● **What you need to do**:
Extract each line of the items below that contains the string "ymax".

• • • • • • •

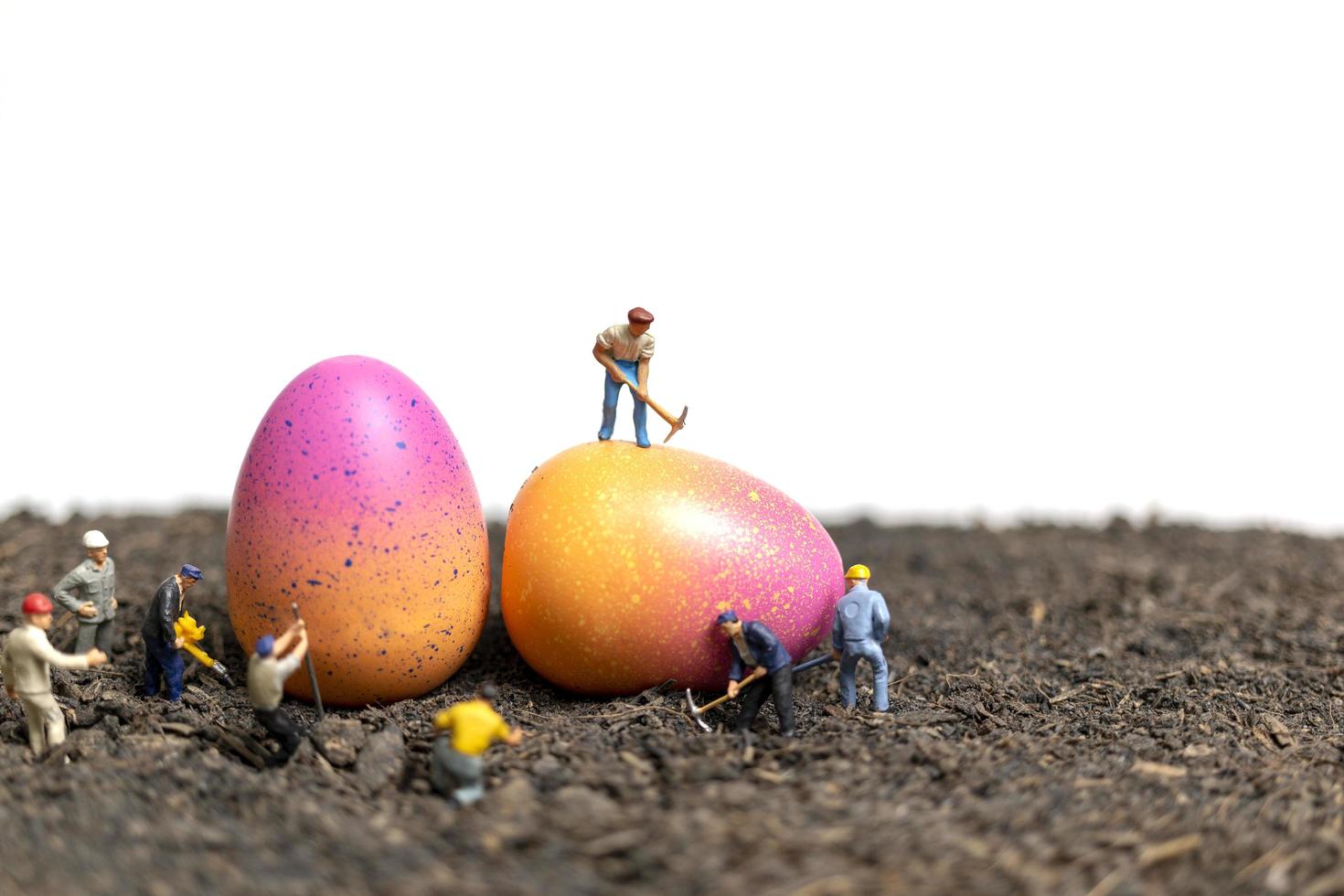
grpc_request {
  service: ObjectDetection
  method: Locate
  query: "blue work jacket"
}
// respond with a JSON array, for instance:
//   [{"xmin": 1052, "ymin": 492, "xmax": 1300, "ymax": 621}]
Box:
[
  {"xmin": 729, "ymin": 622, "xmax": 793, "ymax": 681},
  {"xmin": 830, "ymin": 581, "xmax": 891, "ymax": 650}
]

• • • • • • •

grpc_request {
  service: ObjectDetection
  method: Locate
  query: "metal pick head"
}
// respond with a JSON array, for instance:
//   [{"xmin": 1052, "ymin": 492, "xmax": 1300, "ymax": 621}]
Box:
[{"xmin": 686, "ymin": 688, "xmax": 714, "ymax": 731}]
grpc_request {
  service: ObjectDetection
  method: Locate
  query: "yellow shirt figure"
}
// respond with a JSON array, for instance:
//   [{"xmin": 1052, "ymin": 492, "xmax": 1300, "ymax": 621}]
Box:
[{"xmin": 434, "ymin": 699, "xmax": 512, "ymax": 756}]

• • • • • • •

● **Result of the exercise**:
//   [{"xmin": 1052, "ymin": 492, "xmax": 1300, "ymax": 621}]
  {"xmin": 729, "ymin": 622, "xmax": 793, "ymax": 681},
  {"xmin": 830, "ymin": 581, "xmax": 891, "ymax": 650}
//   [{"xmin": 1052, "ymin": 492, "xmax": 1300, "ymax": 621}]
[{"xmin": 686, "ymin": 688, "xmax": 714, "ymax": 731}]
//   [{"xmin": 1052, "ymin": 492, "xmax": 1300, "ymax": 621}]
[{"xmin": 434, "ymin": 699, "xmax": 512, "ymax": 756}]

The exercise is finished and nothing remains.